_SUPPLIED PASSAGE_.
The Series reserves the right to temporarily suspend sales if the Board of Trustees of the Series deems it appropriate and in the best interests of the Series or in response to the order of an appropriate regulatory authority. The Company reserves the right to refuse, to impose limitations on, or to limit any transaction request if the request would tend to disrupt Contract administration or is not in the best interest of the Contract holders or an Account or Subaccount.











3

 

 

Pricing information, order execution and wire payment for purchases and redemptions of Fund shares shall be made through the National Securities Clearing Corporation ("NSCC") and its subsidiary systems as provided in Appendix D to this Agreement, as such Appendix may be amended from time to time by mutual agreement in writing.

5.

The Contracts funded through each Account will provide for the allocation of net amounts among certain Subaccounts for investment in shares of a class of the Funds as may be offered from time to time in the Contracts. The selection of the particular Subaccount is to be made by the Contract owner and such selection may be changed in accordance with the terms of the Contracts.

6.

Transfer of the Series' shares will be by book entry only. No stock certificates will be issued to the Account. Shares ordered from a particular Fund will be recorded by the Series as instructed by the Company in an appropriate title for the corresponding Account or Subaccount.

7.

(Shape boundary entries)
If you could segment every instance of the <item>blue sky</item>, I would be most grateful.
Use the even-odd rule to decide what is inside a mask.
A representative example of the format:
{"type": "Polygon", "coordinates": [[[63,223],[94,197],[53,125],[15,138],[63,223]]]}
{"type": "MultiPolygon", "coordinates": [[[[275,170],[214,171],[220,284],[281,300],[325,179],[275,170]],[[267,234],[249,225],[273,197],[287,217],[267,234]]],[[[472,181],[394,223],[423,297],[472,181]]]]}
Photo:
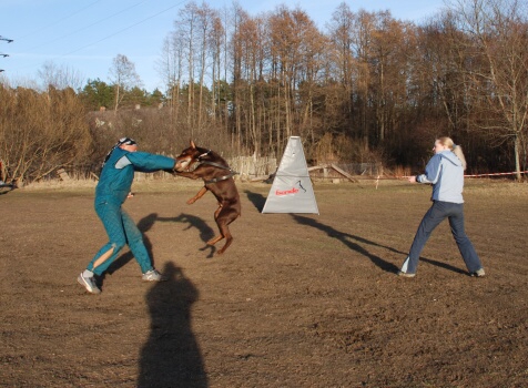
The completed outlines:
{"type": "MultiPolygon", "coordinates": [[[[202,1],[195,1],[201,4],[202,1]]],[[[223,9],[231,0],[205,1],[223,9]]],[[[251,16],[280,4],[299,7],[324,30],[343,0],[240,0],[251,16]]],[[[185,0],[0,0],[0,73],[11,85],[39,81],[44,63],[67,68],[81,78],[108,82],[112,60],[126,55],[143,86],[152,92],[163,84],[155,70],[163,40],[173,30],[185,0]]],[[[353,11],[389,10],[394,18],[419,22],[444,7],[443,0],[353,0],[353,11]]],[[[85,82],[83,82],[85,84],[85,82]]]]}

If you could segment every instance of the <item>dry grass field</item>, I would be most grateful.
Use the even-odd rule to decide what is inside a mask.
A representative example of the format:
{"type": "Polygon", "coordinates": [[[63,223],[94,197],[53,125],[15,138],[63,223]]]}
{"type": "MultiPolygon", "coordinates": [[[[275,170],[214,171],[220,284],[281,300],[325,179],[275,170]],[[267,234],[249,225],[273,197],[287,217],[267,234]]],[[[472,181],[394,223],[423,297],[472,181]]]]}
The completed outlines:
{"type": "Polygon", "coordinates": [[[319,215],[261,214],[238,183],[223,256],[200,184],[146,181],[124,207],[169,280],[130,252],[89,295],[78,274],[105,243],[93,184],[0,195],[0,387],[528,386],[528,185],[466,183],[467,275],[447,223],[400,278],[430,187],[315,183],[319,215]]]}

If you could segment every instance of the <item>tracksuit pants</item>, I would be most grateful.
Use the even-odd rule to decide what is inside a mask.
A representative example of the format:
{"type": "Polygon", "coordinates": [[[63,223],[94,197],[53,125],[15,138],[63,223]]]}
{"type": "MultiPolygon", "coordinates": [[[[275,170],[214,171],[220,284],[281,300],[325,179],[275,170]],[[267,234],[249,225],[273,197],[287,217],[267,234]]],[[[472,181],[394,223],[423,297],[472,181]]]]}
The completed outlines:
{"type": "Polygon", "coordinates": [[[458,251],[460,251],[467,269],[473,273],[483,267],[480,258],[464,228],[464,204],[434,201],[433,206],[430,206],[424,215],[424,218],[418,226],[415,239],[410,246],[409,255],[402,266],[402,272],[408,274],[416,273],[419,255],[424,249],[427,239],[433,231],[446,218],[449,221],[453,237],[455,237],[458,251]]]}
{"type": "Polygon", "coordinates": [[[88,265],[88,269],[92,270],[95,275],[102,275],[108,267],[115,261],[119,252],[129,245],[130,251],[134,255],[135,261],[141,267],[141,272],[144,274],[148,270],[153,269],[151,257],[143,243],[143,235],[138,228],[133,219],[126,214],[121,205],[112,204],[109,202],[95,203],[95,213],[104,225],[104,229],[109,236],[109,242],[99,249],[95,256],[88,265]],[[102,264],[93,268],[93,264],[99,257],[108,253],[113,248],[112,255],[102,264]]]}

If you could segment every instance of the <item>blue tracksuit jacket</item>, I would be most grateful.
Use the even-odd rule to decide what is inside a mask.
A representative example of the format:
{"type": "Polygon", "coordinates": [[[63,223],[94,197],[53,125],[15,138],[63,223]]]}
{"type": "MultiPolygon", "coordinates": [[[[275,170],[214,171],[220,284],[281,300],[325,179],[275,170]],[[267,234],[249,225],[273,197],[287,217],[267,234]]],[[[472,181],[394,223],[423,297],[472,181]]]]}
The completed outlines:
{"type": "Polygon", "coordinates": [[[425,174],[416,176],[419,183],[433,184],[433,201],[464,203],[464,167],[451,151],[435,154],[425,167],[425,174]]]}

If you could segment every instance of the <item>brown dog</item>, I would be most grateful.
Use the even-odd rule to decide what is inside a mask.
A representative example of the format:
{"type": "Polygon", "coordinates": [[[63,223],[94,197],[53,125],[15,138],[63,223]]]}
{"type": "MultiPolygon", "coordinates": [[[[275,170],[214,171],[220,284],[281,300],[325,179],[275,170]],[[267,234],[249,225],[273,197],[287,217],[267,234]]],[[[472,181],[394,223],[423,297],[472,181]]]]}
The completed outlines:
{"type": "Polygon", "coordinates": [[[233,236],[227,225],[241,215],[241,201],[235,181],[233,180],[236,173],[230,169],[227,163],[217,153],[199,147],[193,141],[191,141],[190,147],[183,150],[176,156],[174,171],[180,176],[192,180],[202,178],[204,181],[205,185],[195,196],[187,201],[187,204],[195,203],[207,190],[219,201],[219,208],[214,212],[214,221],[219,226],[220,235],[211,238],[207,245],[214,245],[222,238],[225,238],[224,246],[217,252],[219,255],[223,254],[233,242],[233,236]],[[194,165],[194,170],[189,171],[194,165]]]}

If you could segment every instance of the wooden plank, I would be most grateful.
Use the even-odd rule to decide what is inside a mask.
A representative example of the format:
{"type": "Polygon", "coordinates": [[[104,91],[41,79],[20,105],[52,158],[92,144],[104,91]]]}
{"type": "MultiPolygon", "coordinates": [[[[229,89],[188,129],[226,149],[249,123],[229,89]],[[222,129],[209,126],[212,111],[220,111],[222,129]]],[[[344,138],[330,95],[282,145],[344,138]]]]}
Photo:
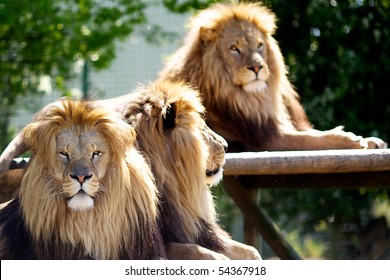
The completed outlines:
{"type": "MultiPolygon", "coordinates": [[[[224,180],[231,176],[225,175],[224,180]]],[[[247,188],[390,188],[390,171],[334,174],[243,175],[238,176],[238,178],[247,188]]]]}
{"type": "Polygon", "coordinates": [[[283,260],[300,260],[301,256],[284,238],[276,224],[255,201],[253,194],[234,176],[224,179],[224,189],[241,209],[244,219],[263,236],[272,250],[283,260]]]}
{"type": "Polygon", "coordinates": [[[390,149],[227,153],[225,175],[390,170],[390,149]]]}

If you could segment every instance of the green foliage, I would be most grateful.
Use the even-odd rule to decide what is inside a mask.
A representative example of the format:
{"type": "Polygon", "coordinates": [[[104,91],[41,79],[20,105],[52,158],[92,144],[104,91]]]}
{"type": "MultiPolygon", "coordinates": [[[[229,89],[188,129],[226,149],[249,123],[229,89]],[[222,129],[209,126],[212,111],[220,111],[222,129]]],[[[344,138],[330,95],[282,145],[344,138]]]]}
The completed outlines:
{"type": "MultiPolygon", "coordinates": [[[[145,22],[141,0],[3,0],[0,3],[0,135],[20,96],[42,94],[42,77],[68,94],[65,81],[74,62],[105,68],[115,57],[115,40],[145,22]]],[[[5,140],[5,141],[4,141],[5,140]]]]}

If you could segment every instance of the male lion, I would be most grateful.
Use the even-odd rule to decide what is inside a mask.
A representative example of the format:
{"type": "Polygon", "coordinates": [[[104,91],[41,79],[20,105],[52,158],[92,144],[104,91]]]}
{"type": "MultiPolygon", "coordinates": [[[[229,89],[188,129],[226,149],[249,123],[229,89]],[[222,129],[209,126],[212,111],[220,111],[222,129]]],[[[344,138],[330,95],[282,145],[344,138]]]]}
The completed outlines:
{"type": "MultiPolygon", "coordinates": [[[[227,144],[205,124],[197,91],[183,83],[160,81],[95,103],[119,113],[136,128],[138,147],[161,192],[161,233],[168,258],[260,259],[254,248],[233,241],[217,225],[209,187],[222,178],[227,144]]],[[[3,159],[25,150],[19,134],[3,159]]]]}
{"type": "Polygon", "coordinates": [[[134,130],[90,102],[55,103],[22,131],[33,151],[0,211],[1,259],[156,259],[157,190],[134,130]]]}
{"type": "Polygon", "coordinates": [[[272,37],[275,15],[259,3],[216,4],[191,21],[161,79],[198,87],[211,129],[229,151],[384,148],[337,127],[312,129],[272,37]]]}
{"type": "Polygon", "coordinates": [[[121,115],[135,128],[161,193],[168,258],[220,259],[215,251],[230,259],[260,259],[256,249],[232,240],[217,224],[210,185],[221,179],[226,142],[206,126],[198,92],[160,81],[133,94],[121,115]]]}

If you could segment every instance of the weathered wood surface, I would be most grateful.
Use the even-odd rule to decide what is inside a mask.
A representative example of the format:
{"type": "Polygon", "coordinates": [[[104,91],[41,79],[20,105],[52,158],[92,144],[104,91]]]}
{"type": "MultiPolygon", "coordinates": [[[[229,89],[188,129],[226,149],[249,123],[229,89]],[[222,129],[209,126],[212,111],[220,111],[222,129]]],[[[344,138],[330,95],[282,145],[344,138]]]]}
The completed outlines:
{"type": "Polygon", "coordinates": [[[224,175],[390,171],[390,149],[227,153],[224,175]]]}

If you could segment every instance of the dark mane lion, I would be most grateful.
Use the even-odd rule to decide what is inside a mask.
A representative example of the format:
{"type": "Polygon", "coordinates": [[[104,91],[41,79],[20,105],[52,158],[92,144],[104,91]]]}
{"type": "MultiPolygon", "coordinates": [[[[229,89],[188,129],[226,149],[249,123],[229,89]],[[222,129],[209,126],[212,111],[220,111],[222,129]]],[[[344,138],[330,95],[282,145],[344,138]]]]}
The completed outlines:
{"type": "Polygon", "coordinates": [[[215,4],[190,26],[159,76],[199,88],[207,123],[228,141],[229,151],[386,146],[342,127],[312,128],[273,38],[275,15],[260,3],[215,4]]]}

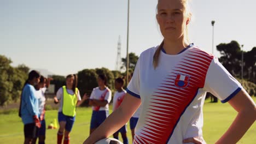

_EXERCISE REQUIREMENTS_.
A. Print the agreement passage from "The Contracts funded" up to and including "corresponding Account or Subaccount.".
B. List every line of the listing that contains the string "lion", treating case as significant.
The agreement passage and the listing have no connection to each other.

_RESPONSES PER TASK_.
A.
The Contracts funded through each Account will provide for the allocation of net amounts among certain Subaccounts for investment in shares of a class of the Funds as may be offered from time to time in the Contracts. The selection of the particular Subaccount is to be made by the Contract owner and such selection may be changed in accordance with the terms of the Contracts.

6.

Transfer of the Series' shares will be by book entry only. No stock certificates will be issued to the Account. Shares ordered from a particular Fund will be recorded by the Series as instructed by the Company in an appropriate title for the corresponding Account or Subaccount.

B.
If you could segment every instance of the male lion, I would be most grateful.
If you could segment every instance of the dark mane lion, I would be most grateful.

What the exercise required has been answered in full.